(Text provided Opens)

New York
Cuomo to New York City restaurants: drop dead.
This is the unmistakable message from Gov. Andrew Cuomo to the cornerstone dining industry in America’s premier city.
Thankfully, Cuomo’s veritable kiss of death for these establishments is earning him nothing but rotten tomatoes. Cuomo is being fricasseed like a cartoon rabbit for his policy on Gotham’s eateries. New Yorkers across the political spectrum are baffled and revolted at his treatment of these signature local enterprises. Cuomo deserves every spoon of hot gravy ladled down his back.
The Emperor of the Empire State has unleashed a policy that makes zero scientific, meteorological, or economic sense. Aside from that, it couldn’t be more brilliant.
On Monday December 14, Emperor Cuomo decreed that there would be no more indoor dining in New York City’s restaurants. This supposedly is designed to stymie rising COVID-19 infections and ease the growing pressure on local hospitals.
There’s just one problem with this approach: despite Democrats’ claims to be pro-science (while insisting that superstitious Republicans worship snakes), Cuomo’s policy defies science at best and kneecaps it at worst.

(Text provided Closes)

- Task A:
Answer these questions about the commentary on Cuomo's New York City dining policy:
(i) On what date, according to the commentary, did Cuomo decree an end to indoor dining in New York City restaurants?
(ii) What two aims is the policy supposedly designed to achieve?
(iii) In which three respects does the commentary say the policy makes zero sense?
- Task B: Pick up the commentary on Cuomo's New York City indoor dining ban right after its final sentence and carry it forward.

(Given entries Opens)

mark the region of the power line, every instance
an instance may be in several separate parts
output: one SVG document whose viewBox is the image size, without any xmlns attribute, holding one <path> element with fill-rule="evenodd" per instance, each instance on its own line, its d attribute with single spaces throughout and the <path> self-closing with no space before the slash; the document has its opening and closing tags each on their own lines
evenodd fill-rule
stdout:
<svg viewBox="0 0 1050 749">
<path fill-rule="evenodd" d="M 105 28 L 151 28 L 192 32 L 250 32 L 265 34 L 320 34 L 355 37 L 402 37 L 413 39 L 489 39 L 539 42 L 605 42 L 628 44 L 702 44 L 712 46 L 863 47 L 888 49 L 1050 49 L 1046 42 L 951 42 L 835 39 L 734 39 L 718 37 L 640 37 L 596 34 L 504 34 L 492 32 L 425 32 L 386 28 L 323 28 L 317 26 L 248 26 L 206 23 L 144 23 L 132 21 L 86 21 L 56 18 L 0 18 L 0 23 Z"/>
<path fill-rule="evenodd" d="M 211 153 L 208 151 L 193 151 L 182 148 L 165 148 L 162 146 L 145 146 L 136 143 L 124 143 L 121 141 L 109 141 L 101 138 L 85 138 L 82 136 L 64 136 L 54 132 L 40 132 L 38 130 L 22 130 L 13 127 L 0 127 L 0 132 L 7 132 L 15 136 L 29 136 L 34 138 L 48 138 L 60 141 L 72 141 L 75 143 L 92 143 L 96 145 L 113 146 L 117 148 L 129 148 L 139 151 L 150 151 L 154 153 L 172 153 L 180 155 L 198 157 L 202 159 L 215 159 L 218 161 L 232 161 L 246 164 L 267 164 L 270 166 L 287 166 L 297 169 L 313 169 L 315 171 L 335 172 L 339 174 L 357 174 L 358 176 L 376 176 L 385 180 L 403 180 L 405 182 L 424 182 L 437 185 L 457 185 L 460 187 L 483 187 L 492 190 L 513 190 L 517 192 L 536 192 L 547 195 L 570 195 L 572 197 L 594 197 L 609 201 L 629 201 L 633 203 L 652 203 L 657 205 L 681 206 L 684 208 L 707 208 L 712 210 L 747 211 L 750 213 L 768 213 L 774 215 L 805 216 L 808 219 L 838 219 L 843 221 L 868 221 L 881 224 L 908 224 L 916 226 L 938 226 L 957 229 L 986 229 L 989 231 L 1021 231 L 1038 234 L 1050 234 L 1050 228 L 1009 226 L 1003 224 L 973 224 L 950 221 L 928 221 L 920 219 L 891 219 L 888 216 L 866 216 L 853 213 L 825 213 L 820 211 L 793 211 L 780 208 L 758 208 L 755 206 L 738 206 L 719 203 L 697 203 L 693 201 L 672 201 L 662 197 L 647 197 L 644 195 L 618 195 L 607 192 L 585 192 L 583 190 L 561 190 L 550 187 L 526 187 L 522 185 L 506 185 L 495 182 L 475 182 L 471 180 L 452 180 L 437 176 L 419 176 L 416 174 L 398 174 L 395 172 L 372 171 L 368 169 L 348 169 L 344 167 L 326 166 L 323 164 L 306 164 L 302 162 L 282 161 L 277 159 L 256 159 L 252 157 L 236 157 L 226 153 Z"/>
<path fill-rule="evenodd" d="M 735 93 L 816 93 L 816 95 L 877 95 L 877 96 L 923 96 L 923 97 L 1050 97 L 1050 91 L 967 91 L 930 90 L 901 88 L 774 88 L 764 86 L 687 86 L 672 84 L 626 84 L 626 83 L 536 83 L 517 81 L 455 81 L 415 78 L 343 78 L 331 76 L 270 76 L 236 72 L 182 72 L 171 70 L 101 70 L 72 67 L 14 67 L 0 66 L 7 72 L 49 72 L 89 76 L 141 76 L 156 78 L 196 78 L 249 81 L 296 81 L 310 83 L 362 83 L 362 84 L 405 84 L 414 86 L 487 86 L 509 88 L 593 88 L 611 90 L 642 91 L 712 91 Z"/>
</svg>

(Given entries Closes)

- Response box A:
(i) Monday, December 14.
(ii) To stymie rising COVID-19 infections and to ease the growing pressure on local hospitals.
(iii) Scientific, meteorological, and economic.

- Response box B:
With indoor dining now verboten, Cuomo is steering people from restaurants (the source of 1.4 percent of COVID-19 cases, according to contact-tracing data) toward the dining rooms and kitchen tables of relatives, friends and loved ones. That’s touching. Alas, from September through November, household/social gatherings caused 73.8 percent of COVID-19 diagnoses. Indeed, such events were the No. 1 cause of China-virus transmission!
This is no surprise. Home get-togethers (often in smaller spaces with poorer ventilation, few if any air filters and little if any mask wearing by those cooking and serving food and drinks) are less healthy than restaurants (usually in more spacious settings, with commercial air conditioning, new air filters and masked waiters, waitresses, chefs and bartenders). Most home tables are cleaned occasionally. Workers swab restaurant tables with Lysol between patrons.
The magnitude of this safety gap is a surprise: breakfasts, lunches and dinners in private homes are 52.7 times likelier to cause COVID-19 infections than are meals in restaurants. This difference is not close. It’s jaw dropping.
So, with apologies to the boneheaded, Cuomo’s boneheaded policy is herding dissatisfied diners from low-risk eateries to high-risk home events. This will increase COVID-19 patients while slashing the numbers of paid customers in New York City’s bludgeoned restaurants. Hospitals will fill as dining spots go belly up.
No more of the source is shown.